• What the exercise asks: Set down exactly the lines from the one containing "One point belongs to every instance of the steering" through the last line of the records below, both included, and nothing else.

------------------------------------------------------------

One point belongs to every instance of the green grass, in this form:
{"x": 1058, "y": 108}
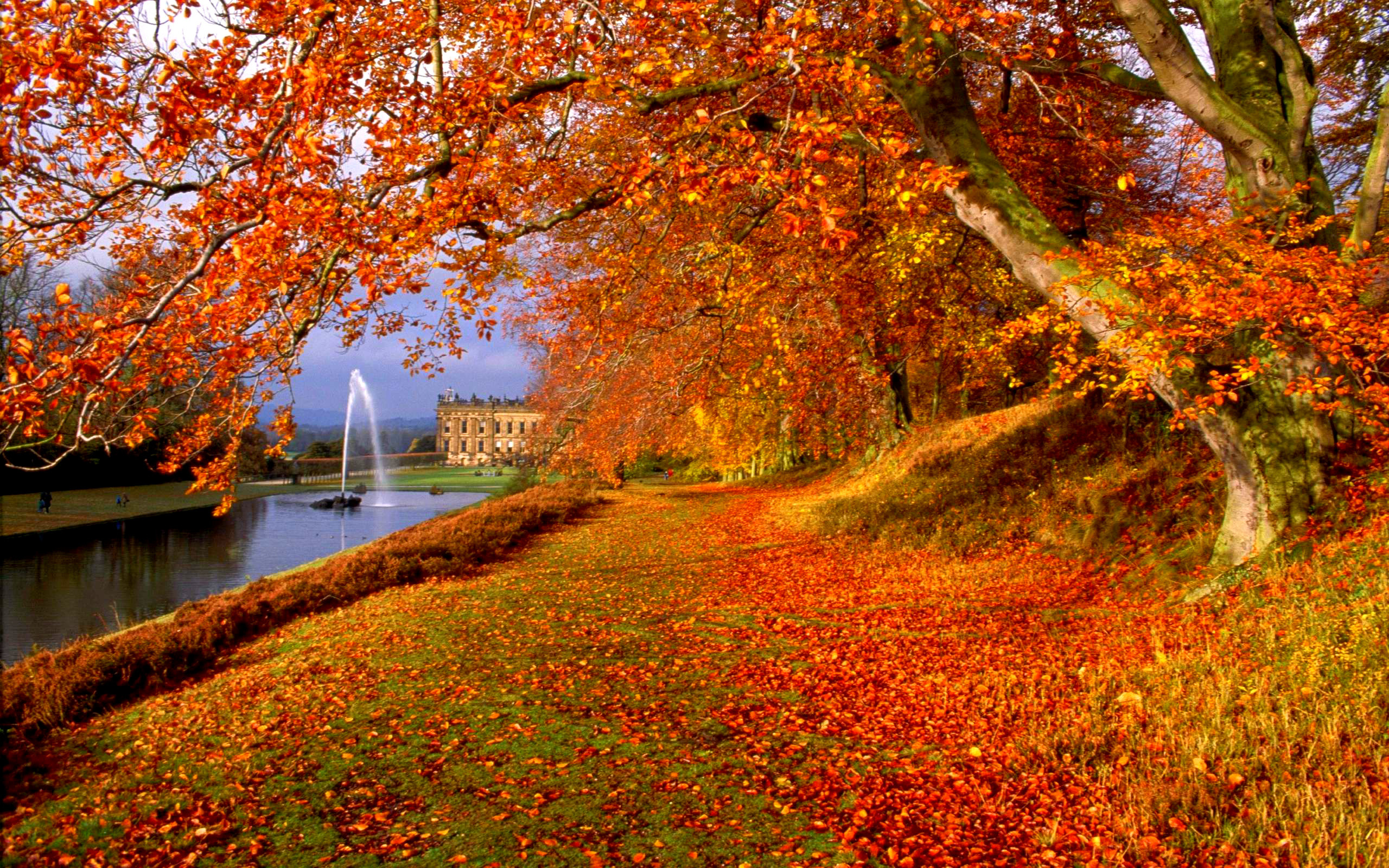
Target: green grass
{"x": 547, "y": 710}
{"x": 18, "y": 513}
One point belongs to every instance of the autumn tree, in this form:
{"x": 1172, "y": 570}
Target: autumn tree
{"x": 313, "y": 162}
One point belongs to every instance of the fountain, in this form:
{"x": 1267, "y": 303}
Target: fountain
{"x": 358, "y": 386}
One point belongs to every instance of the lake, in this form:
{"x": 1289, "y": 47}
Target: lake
{"x": 88, "y": 581}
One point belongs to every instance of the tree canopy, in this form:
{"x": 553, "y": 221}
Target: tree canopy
{"x": 732, "y": 221}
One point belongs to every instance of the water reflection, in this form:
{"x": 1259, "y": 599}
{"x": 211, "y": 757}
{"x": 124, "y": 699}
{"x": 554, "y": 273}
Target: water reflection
{"x": 88, "y": 581}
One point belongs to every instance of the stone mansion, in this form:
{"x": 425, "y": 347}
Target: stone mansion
{"x": 475, "y": 431}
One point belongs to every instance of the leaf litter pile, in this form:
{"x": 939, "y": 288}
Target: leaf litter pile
{"x": 676, "y": 681}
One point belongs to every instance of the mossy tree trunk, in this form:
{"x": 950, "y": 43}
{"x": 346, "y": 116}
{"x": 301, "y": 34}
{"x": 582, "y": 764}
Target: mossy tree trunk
{"x": 1273, "y": 446}
{"x": 901, "y": 388}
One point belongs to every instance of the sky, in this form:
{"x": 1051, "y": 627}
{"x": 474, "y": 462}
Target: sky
{"x": 496, "y": 367}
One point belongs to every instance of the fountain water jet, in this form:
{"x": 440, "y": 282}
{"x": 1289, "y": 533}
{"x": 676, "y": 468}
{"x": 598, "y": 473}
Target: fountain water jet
{"x": 358, "y": 386}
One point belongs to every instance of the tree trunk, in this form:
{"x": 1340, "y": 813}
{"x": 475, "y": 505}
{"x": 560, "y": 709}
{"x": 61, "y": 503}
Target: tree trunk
{"x": 1273, "y": 448}
{"x": 901, "y": 393}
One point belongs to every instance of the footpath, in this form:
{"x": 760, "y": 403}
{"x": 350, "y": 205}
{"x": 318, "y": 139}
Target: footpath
{"x": 677, "y": 680}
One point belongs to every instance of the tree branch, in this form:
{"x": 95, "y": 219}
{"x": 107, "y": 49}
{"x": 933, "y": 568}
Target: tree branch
{"x": 1113, "y": 74}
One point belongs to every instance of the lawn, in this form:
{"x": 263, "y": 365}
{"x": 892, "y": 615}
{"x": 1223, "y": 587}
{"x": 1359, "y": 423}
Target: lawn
{"x": 18, "y": 513}
{"x": 681, "y": 680}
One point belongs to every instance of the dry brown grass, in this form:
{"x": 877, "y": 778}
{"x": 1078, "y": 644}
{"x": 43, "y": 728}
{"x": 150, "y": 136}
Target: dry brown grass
{"x": 53, "y": 688}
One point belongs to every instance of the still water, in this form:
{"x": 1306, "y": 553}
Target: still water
{"x": 87, "y": 581}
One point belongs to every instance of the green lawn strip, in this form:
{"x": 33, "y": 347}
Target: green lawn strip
{"x": 573, "y": 703}
{"x": 18, "y": 513}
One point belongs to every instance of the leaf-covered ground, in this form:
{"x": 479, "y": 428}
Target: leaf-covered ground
{"x": 678, "y": 680}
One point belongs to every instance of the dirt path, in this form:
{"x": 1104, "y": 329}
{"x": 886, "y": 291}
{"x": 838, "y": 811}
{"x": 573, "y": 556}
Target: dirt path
{"x": 677, "y": 680}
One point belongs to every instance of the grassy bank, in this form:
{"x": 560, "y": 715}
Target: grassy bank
{"x": 49, "y": 690}
{"x": 73, "y": 509}
{"x": 685, "y": 677}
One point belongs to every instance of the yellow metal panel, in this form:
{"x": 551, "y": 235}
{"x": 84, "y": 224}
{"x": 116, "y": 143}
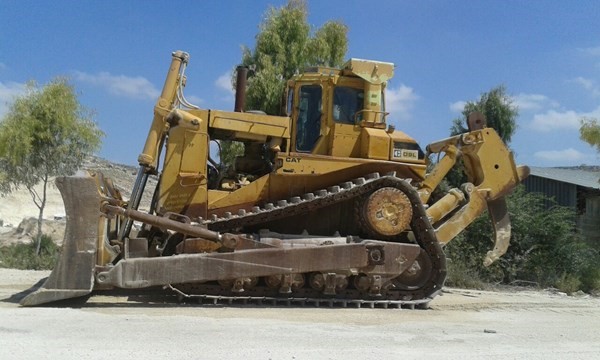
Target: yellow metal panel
{"x": 183, "y": 186}
{"x": 375, "y": 144}
{"x": 250, "y": 126}
{"x": 346, "y": 140}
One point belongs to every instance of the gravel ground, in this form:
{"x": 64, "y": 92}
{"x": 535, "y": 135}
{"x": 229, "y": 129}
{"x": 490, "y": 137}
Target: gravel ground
{"x": 461, "y": 324}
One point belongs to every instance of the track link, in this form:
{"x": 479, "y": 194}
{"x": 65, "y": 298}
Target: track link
{"x": 399, "y": 296}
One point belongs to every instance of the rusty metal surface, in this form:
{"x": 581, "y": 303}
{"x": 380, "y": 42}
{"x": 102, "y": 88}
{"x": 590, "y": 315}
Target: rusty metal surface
{"x": 146, "y": 272}
{"x": 501, "y": 223}
{"x": 240, "y": 88}
{"x": 73, "y": 274}
{"x": 387, "y": 211}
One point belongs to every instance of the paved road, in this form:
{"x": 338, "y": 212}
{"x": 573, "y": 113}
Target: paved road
{"x": 460, "y": 324}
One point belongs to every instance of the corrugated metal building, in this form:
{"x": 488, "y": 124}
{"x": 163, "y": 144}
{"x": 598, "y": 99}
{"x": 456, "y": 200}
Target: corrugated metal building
{"x": 577, "y": 188}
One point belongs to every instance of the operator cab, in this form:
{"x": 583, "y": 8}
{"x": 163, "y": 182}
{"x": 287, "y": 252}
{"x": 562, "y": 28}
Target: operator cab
{"x": 341, "y": 113}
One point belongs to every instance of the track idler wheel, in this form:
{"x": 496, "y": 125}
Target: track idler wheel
{"x": 387, "y": 211}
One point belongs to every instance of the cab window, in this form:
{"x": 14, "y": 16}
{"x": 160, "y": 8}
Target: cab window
{"x": 346, "y": 102}
{"x": 309, "y": 117}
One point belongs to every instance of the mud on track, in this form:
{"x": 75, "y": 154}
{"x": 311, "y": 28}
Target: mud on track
{"x": 460, "y": 324}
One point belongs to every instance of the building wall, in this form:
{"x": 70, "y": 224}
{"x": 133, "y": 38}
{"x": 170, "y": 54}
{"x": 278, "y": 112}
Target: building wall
{"x": 563, "y": 193}
{"x": 589, "y": 222}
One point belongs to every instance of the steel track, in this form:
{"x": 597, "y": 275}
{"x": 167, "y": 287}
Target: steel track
{"x": 398, "y": 296}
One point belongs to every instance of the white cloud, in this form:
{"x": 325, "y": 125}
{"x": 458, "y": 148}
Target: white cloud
{"x": 8, "y": 92}
{"x": 133, "y": 87}
{"x": 556, "y": 120}
{"x": 569, "y": 155}
{"x": 593, "y": 51}
{"x": 224, "y": 83}
{"x": 399, "y": 101}
{"x": 458, "y": 106}
{"x": 533, "y": 101}
{"x": 589, "y": 85}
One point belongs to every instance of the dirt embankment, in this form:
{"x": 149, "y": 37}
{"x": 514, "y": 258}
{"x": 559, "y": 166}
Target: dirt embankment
{"x": 18, "y": 213}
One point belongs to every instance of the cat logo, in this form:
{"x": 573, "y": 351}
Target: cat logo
{"x": 405, "y": 154}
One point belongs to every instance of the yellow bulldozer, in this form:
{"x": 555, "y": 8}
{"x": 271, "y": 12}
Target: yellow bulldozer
{"x": 328, "y": 203}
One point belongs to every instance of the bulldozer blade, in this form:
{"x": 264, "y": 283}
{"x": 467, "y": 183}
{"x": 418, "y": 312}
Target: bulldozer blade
{"x": 498, "y": 212}
{"x": 73, "y": 275}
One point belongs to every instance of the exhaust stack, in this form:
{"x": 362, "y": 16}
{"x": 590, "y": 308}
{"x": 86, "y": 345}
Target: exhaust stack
{"x": 240, "y": 88}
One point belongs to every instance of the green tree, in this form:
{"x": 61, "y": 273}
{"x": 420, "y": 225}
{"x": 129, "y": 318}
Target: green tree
{"x": 545, "y": 249}
{"x": 46, "y": 133}
{"x": 284, "y": 46}
{"x": 501, "y": 115}
{"x": 590, "y": 132}
{"x": 499, "y": 111}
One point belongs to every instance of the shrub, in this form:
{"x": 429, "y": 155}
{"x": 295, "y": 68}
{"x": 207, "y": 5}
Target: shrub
{"x": 22, "y": 256}
{"x": 545, "y": 249}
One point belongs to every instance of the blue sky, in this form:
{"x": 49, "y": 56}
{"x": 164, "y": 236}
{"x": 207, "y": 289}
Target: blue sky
{"x": 547, "y": 54}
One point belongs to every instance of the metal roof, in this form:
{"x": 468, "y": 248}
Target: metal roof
{"x": 586, "y": 177}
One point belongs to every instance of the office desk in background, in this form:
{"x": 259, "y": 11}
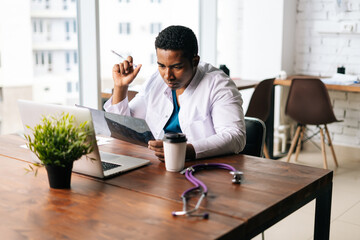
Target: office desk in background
{"x": 138, "y": 204}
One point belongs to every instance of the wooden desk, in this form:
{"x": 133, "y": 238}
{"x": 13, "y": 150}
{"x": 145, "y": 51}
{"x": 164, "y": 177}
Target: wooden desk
{"x": 346, "y": 88}
{"x": 139, "y": 203}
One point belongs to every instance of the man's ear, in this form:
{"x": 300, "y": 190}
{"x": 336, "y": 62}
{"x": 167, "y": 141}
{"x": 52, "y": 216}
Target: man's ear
{"x": 196, "y": 60}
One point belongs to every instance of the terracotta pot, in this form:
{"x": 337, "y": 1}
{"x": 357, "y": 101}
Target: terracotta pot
{"x": 59, "y": 177}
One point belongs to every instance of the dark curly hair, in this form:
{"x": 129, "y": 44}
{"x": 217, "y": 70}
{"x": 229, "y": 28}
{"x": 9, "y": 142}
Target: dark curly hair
{"x": 178, "y": 38}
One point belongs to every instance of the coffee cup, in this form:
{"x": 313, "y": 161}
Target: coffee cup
{"x": 174, "y": 151}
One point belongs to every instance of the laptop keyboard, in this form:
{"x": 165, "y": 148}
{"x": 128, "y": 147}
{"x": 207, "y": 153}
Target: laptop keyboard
{"x": 108, "y": 166}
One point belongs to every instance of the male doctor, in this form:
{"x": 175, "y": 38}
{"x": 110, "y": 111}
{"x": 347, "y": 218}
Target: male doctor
{"x": 183, "y": 95}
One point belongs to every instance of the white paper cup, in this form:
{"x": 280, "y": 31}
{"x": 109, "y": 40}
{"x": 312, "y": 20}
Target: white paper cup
{"x": 174, "y": 151}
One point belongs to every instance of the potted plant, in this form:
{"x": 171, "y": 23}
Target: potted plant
{"x": 58, "y": 141}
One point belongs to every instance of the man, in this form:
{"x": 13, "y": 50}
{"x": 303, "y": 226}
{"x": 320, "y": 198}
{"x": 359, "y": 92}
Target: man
{"x": 185, "y": 96}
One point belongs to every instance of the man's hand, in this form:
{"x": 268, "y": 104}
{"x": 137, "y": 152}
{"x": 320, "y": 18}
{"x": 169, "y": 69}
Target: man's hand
{"x": 123, "y": 74}
{"x": 158, "y": 147}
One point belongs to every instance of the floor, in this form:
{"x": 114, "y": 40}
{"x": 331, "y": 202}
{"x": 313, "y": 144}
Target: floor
{"x": 345, "y": 212}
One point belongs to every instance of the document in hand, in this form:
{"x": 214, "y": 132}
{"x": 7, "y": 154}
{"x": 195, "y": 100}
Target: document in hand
{"x": 127, "y": 128}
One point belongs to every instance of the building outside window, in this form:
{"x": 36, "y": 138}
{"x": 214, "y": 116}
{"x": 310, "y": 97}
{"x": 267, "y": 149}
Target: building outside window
{"x": 155, "y": 28}
{"x": 124, "y": 28}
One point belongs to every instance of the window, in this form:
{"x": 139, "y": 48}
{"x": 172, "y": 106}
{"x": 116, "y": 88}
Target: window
{"x": 41, "y": 26}
{"x": 75, "y": 57}
{"x": 140, "y": 32}
{"x": 49, "y": 58}
{"x": 67, "y": 59}
{"x": 229, "y": 23}
{"x": 155, "y": 28}
{"x": 124, "y": 28}
{"x": 67, "y": 30}
{"x": 67, "y": 27}
{"x": 69, "y": 87}
{"x": 74, "y": 25}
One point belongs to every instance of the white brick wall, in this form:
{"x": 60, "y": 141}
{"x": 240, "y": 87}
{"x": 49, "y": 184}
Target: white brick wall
{"x": 321, "y": 47}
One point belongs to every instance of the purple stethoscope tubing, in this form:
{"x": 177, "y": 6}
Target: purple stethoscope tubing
{"x": 199, "y": 184}
{"x": 189, "y": 175}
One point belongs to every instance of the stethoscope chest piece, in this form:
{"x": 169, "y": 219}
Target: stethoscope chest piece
{"x": 199, "y": 185}
{"x": 237, "y": 176}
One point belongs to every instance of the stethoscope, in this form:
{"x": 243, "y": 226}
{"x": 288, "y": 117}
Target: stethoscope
{"x": 237, "y": 178}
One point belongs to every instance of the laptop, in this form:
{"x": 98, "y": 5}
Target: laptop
{"x": 105, "y": 165}
{"x": 126, "y": 128}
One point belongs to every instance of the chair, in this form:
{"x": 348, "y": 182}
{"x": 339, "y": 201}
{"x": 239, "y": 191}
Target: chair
{"x": 255, "y": 137}
{"x": 260, "y": 104}
{"x": 308, "y": 103}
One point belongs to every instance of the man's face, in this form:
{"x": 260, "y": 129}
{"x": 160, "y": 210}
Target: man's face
{"x": 176, "y": 70}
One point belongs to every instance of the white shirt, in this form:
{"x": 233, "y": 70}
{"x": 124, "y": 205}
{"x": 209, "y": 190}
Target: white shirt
{"x": 210, "y": 115}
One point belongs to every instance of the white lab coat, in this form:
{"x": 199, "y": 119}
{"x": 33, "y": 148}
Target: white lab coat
{"x": 211, "y": 113}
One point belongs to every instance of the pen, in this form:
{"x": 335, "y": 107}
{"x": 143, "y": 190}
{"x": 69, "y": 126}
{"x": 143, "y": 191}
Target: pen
{"x": 121, "y": 57}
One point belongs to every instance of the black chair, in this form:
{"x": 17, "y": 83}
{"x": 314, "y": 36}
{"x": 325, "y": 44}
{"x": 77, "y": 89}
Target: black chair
{"x": 255, "y": 137}
{"x": 309, "y": 103}
{"x": 260, "y": 104}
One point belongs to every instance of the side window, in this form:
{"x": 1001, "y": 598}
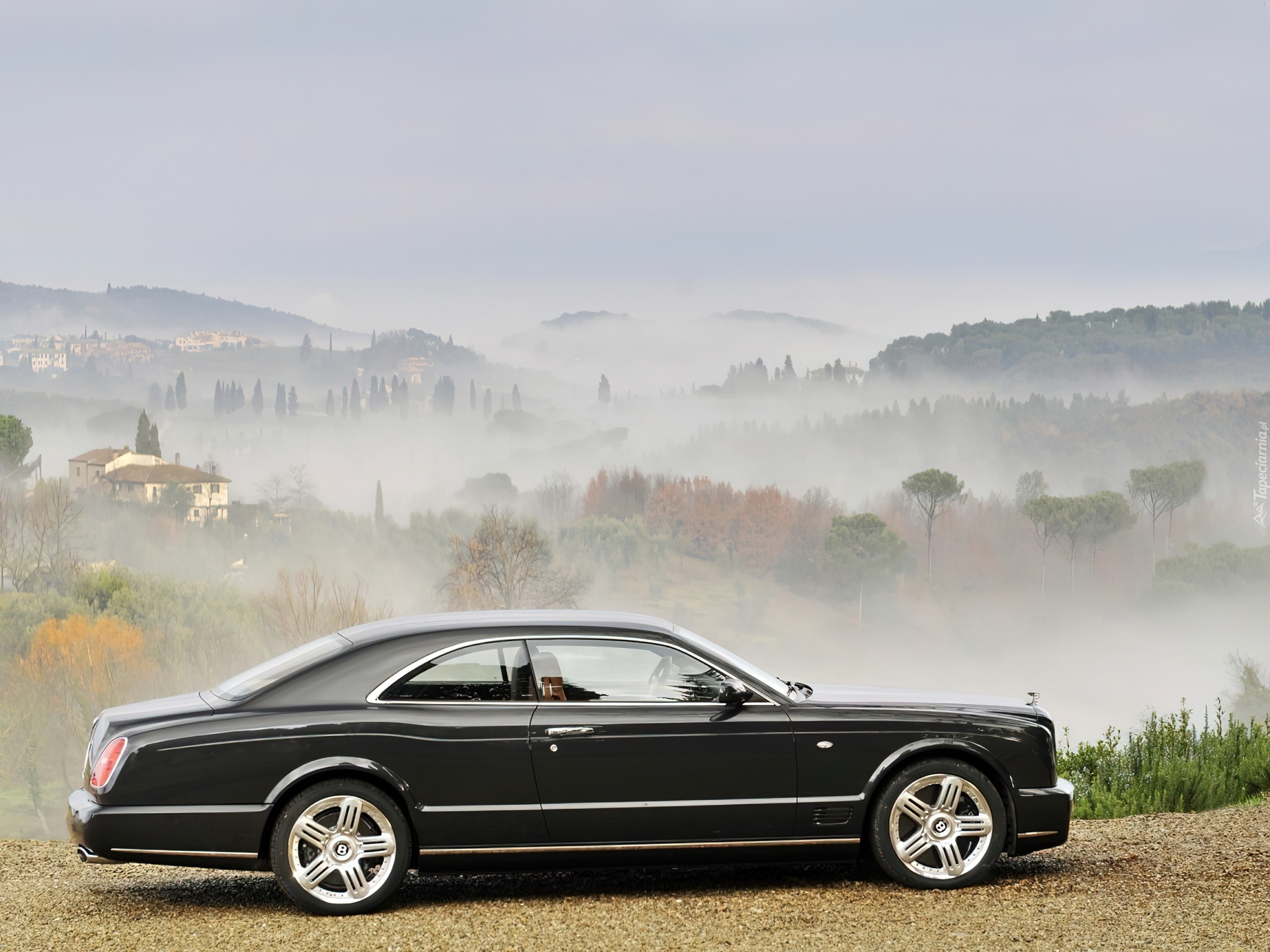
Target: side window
{"x": 491, "y": 672}
{"x": 603, "y": 669}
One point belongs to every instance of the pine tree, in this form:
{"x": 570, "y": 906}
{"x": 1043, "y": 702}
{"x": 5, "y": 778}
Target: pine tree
{"x": 143, "y": 442}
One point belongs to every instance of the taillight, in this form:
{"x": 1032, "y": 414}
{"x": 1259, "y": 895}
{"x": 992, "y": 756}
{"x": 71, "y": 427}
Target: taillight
{"x": 107, "y": 762}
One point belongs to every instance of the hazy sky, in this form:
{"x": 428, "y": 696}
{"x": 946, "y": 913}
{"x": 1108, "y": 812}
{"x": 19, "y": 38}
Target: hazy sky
{"x": 476, "y": 168}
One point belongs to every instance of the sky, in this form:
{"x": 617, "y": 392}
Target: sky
{"x": 476, "y": 168}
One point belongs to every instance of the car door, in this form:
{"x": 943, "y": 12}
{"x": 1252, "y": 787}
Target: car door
{"x": 630, "y": 744}
{"x": 466, "y": 714}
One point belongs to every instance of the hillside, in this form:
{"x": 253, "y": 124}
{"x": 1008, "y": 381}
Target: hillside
{"x": 151, "y": 313}
{"x": 1212, "y": 340}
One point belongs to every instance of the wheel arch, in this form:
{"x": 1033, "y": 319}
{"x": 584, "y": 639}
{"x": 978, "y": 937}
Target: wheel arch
{"x": 972, "y": 753}
{"x": 333, "y": 768}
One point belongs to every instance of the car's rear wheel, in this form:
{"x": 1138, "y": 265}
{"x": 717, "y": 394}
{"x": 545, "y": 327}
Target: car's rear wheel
{"x": 341, "y": 847}
{"x": 937, "y": 824}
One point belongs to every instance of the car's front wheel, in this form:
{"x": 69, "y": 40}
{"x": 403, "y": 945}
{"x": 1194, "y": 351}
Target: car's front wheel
{"x": 937, "y": 824}
{"x": 341, "y": 847}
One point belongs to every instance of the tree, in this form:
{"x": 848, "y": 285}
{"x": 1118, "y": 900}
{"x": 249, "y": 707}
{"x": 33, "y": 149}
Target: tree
{"x": 933, "y": 492}
{"x": 143, "y": 442}
{"x": 1032, "y": 485}
{"x": 1042, "y": 513}
{"x": 507, "y": 564}
{"x": 16, "y": 442}
{"x": 861, "y": 547}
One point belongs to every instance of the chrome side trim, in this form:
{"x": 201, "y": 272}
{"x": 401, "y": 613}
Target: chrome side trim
{"x": 187, "y": 852}
{"x": 640, "y": 804}
{"x": 629, "y": 847}
{"x": 374, "y": 697}
{"x": 478, "y": 808}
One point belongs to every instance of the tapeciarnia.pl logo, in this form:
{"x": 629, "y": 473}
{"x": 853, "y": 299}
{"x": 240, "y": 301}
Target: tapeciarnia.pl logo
{"x": 1259, "y": 494}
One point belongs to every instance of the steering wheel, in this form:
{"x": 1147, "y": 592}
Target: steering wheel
{"x": 661, "y": 674}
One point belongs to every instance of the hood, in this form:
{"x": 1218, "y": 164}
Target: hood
{"x": 906, "y": 697}
{"x": 113, "y": 720}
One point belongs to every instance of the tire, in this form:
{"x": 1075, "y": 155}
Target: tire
{"x": 949, "y": 807}
{"x": 341, "y": 847}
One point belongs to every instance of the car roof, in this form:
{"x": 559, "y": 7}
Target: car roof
{"x": 390, "y": 629}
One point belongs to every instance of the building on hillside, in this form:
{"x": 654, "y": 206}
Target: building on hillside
{"x": 146, "y": 483}
{"x": 413, "y": 368}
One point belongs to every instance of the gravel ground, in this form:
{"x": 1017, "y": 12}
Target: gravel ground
{"x": 1165, "y": 881}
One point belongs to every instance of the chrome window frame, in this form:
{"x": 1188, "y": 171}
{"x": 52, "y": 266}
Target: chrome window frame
{"x": 374, "y": 697}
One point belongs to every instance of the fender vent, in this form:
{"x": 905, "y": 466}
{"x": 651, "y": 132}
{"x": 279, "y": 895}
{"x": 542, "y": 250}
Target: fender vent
{"x": 831, "y": 815}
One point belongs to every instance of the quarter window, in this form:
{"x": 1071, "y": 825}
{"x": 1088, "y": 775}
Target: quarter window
{"x": 492, "y": 672}
{"x": 632, "y": 672}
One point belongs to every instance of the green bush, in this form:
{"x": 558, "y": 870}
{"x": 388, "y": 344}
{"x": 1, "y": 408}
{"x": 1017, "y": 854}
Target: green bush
{"x": 1170, "y": 766}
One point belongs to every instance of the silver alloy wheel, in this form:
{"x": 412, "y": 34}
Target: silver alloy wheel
{"x": 342, "y": 850}
{"x": 940, "y": 826}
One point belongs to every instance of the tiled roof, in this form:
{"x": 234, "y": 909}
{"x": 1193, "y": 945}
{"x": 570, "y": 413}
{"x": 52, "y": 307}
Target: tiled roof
{"x": 164, "y": 473}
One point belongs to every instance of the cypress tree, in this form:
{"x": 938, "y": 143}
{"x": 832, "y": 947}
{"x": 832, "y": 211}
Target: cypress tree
{"x": 143, "y": 442}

------------------------------------------------------------

• Output for this task:
One point belongs to every instance of the steering wheel, in this form:
{"x": 1147, "y": 592}
Target: steering wheel
{"x": 661, "y": 674}
One point belongs to every instance of the hood, in this form:
{"x": 1218, "y": 164}
Target: hood
{"x": 906, "y": 697}
{"x": 113, "y": 720}
One point belongs to every instance of the tire, in this form:
{"x": 1075, "y": 155}
Target: tire
{"x": 949, "y": 807}
{"x": 341, "y": 847}
One point belongs to every instance of the car roof, in this form:
{"x": 559, "y": 7}
Target: car roof
{"x": 390, "y": 629}
One point belongs to every instance of the building on hillside, in this form:
{"x": 654, "y": 206}
Target: building on hillside
{"x": 146, "y": 483}
{"x": 413, "y": 368}
One point belongs to every instance of the gravel ground, in this form:
{"x": 1017, "y": 12}
Target: gravel ground
{"x": 1165, "y": 881}
One point belongs to every instance of the chrome window frame, in this form:
{"x": 1188, "y": 171}
{"x": 52, "y": 266}
Target: chrome window frame
{"x": 374, "y": 697}
One point belongs to every instance of the fender vent, in this form:
{"x": 905, "y": 466}
{"x": 651, "y": 132}
{"x": 279, "y": 895}
{"x": 542, "y": 250}
Target: fender vent
{"x": 831, "y": 815}
One point belongs to every instance of the quarter window, in this form:
{"x": 1071, "y": 825}
{"x": 1088, "y": 775}
Target: quarter window
{"x": 492, "y": 672}
{"x": 632, "y": 672}
One point belongs to every instance of the green bush, in this form:
{"x": 558, "y": 870}
{"x": 388, "y": 344}
{"x": 1, "y": 408}
{"x": 1017, "y": 854}
Target: green bush
{"x": 1170, "y": 766}
One point belongs to every instance of the silver alloy wheel, in this form:
{"x": 412, "y": 34}
Target: silver alloy wheel
{"x": 342, "y": 850}
{"x": 940, "y": 826}
One point belongs to every instance of the tiled roof, in this form:
{"x": 234, "y": 909}
{"x": 1193, "y": 945}
{"x": 570, "y": 413}
{"x": 52, "y": 307}
Target: tiled roof
{"x": 164, "y": 473}
One point belongs to every instance of the cypress tree, in this form:
{"x": 938, "y": 143}
{"x": 832, "y": 947}
{"x": 832, "y": 211}
Target: cypress tree
{"x": 143, "y": 442}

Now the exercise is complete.